Top of RECORDS SUPPLIED

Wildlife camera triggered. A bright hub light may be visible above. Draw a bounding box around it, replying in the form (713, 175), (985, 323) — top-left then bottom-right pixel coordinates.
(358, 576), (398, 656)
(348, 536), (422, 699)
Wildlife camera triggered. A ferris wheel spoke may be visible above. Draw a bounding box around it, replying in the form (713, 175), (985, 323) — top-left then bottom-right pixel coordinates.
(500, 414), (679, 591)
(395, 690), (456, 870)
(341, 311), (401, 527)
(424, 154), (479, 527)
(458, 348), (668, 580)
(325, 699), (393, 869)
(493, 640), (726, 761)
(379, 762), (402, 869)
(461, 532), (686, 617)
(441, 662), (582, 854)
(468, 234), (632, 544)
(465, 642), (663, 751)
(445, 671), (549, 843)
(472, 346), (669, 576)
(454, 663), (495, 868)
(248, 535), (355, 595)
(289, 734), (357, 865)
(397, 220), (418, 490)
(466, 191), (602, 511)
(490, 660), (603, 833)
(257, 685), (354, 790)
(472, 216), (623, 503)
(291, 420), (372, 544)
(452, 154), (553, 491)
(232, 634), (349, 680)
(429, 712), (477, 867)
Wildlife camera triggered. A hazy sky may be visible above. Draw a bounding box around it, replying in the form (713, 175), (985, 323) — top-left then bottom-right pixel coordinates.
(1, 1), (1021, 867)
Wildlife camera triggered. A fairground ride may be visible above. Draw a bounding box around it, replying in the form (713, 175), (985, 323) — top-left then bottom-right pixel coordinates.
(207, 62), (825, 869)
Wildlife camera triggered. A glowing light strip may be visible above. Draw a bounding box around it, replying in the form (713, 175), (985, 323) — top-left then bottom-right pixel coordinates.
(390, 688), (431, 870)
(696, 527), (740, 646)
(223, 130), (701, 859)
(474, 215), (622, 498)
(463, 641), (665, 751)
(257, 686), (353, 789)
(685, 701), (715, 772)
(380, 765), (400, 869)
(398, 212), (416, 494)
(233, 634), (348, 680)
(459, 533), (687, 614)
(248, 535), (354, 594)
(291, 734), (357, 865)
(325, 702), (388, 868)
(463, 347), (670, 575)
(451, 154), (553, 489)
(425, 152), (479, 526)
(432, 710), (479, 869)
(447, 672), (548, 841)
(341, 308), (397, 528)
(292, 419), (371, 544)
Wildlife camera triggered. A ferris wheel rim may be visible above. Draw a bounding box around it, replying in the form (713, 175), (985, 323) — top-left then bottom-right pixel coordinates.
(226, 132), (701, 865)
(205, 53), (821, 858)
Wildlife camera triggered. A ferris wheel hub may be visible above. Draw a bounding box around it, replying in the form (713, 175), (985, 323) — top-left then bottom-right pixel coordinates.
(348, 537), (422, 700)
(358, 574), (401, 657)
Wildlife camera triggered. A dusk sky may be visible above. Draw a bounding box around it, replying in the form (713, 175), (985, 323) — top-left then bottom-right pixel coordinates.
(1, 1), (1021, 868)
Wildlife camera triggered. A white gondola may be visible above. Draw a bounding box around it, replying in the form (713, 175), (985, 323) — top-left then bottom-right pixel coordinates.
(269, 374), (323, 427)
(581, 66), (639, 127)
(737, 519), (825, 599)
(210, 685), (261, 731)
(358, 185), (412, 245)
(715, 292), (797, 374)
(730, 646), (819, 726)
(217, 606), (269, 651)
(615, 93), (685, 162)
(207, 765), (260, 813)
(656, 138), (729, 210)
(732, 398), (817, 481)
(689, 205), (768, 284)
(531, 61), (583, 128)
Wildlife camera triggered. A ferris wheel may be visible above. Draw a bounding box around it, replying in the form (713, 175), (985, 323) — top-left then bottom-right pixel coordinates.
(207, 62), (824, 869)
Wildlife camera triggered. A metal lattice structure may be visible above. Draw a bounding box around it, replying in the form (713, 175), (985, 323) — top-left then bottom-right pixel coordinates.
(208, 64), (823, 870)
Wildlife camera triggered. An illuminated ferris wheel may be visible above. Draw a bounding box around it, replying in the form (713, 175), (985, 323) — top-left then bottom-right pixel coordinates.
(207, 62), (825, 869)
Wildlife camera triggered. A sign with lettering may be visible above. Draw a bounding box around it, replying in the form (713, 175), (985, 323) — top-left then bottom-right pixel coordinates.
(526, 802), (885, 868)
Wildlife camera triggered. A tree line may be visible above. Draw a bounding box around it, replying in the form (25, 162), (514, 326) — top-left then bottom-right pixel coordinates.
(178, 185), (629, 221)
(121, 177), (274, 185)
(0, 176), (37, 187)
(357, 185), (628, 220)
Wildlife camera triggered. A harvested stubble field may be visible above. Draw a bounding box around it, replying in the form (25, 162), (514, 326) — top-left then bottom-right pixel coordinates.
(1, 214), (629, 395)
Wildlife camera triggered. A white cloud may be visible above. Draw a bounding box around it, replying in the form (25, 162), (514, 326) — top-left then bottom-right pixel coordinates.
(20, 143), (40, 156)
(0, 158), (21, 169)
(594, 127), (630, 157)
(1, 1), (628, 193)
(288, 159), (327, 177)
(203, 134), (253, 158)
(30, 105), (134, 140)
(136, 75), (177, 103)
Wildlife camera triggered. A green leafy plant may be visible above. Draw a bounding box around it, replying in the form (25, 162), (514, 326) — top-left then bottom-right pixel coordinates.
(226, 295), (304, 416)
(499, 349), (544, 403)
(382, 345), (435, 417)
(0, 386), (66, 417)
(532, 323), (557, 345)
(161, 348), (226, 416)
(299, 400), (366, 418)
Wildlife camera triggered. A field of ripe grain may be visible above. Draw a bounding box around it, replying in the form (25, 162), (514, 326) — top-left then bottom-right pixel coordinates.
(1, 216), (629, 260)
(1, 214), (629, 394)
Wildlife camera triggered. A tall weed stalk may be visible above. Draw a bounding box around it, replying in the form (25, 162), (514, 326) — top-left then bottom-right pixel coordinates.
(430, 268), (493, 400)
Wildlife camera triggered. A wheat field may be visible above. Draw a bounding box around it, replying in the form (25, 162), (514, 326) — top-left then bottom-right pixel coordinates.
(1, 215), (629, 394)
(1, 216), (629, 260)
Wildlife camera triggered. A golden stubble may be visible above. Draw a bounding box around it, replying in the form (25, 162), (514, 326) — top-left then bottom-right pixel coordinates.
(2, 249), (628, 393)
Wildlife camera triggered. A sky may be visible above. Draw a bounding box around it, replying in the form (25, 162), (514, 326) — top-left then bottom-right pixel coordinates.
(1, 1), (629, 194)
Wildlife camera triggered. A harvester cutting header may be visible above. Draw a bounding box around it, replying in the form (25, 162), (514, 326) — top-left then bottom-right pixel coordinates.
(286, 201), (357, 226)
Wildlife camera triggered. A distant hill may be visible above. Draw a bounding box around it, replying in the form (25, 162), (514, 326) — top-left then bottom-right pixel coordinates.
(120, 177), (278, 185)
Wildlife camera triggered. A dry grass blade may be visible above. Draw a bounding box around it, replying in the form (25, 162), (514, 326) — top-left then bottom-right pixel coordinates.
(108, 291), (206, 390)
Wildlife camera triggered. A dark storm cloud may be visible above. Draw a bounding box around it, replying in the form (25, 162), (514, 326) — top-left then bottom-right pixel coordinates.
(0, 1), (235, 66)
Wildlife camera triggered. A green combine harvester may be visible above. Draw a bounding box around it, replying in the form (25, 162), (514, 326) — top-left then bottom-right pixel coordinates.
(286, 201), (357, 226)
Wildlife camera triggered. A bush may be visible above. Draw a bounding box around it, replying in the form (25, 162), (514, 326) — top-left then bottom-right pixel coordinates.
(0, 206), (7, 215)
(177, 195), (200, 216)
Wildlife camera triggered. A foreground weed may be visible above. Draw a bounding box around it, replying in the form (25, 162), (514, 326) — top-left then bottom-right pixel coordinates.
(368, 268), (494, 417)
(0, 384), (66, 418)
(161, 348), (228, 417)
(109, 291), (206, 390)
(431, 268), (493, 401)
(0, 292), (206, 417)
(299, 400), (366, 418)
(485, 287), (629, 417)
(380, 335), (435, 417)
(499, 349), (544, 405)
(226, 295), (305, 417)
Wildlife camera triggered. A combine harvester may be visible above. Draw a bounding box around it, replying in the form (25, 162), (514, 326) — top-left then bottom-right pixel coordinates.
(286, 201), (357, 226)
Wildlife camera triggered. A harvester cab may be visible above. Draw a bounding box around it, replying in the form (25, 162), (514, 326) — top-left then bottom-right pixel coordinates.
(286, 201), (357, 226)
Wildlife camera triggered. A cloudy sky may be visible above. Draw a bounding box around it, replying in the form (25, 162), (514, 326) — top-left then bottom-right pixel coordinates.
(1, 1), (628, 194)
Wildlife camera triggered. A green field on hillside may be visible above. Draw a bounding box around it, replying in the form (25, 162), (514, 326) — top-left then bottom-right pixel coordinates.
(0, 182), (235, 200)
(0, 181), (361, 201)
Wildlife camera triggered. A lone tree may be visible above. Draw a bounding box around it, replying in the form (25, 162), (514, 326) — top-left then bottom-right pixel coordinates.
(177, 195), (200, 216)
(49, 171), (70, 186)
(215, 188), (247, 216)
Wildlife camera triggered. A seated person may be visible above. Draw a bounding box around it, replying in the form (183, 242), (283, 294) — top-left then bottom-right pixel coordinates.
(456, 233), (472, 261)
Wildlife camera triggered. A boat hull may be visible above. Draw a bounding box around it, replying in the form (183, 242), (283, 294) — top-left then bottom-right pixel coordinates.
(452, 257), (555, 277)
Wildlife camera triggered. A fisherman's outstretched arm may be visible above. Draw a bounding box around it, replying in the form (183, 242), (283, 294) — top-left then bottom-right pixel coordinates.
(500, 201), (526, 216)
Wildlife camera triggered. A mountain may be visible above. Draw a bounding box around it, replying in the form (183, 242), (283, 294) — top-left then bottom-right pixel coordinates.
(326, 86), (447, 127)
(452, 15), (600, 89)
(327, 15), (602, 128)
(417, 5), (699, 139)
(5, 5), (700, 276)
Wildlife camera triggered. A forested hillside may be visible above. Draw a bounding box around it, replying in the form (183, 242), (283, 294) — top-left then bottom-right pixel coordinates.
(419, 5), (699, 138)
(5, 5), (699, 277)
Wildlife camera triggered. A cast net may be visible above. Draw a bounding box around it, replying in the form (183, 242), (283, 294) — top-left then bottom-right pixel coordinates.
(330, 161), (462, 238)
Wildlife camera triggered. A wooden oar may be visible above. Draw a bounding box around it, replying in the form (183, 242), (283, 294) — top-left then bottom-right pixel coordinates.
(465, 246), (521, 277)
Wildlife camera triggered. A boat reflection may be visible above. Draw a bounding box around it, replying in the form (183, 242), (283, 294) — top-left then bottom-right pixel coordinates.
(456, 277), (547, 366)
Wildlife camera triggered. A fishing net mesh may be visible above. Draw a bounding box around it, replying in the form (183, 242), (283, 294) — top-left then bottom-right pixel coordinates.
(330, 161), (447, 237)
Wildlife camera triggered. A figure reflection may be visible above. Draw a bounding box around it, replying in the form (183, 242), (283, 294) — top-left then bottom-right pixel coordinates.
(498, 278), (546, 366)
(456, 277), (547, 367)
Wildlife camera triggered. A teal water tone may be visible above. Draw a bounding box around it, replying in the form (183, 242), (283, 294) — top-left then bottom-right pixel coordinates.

Bottom of RECORDS SUPPLIED

From the line containing "Wildlife camera triggered. A figure" through the end of the material, print each line exactly as it appears.

■ **TASK RESPONSE**:
Wildlife camera triggered. A figure reflection may be visible above. Draw a bounding box around it, replying in the form (183, 242), (283, 294) — top-left then bottom-right pixel coordinates.
(498, 278), (546, 366)
(456, 277), (547, 367)
Wildlife camera triggered. A teal water tone may be visible above. Draw a bounding box around it, replying in the form (183, 242), (283, 294) — top-left then bottom-right pixel coordinates.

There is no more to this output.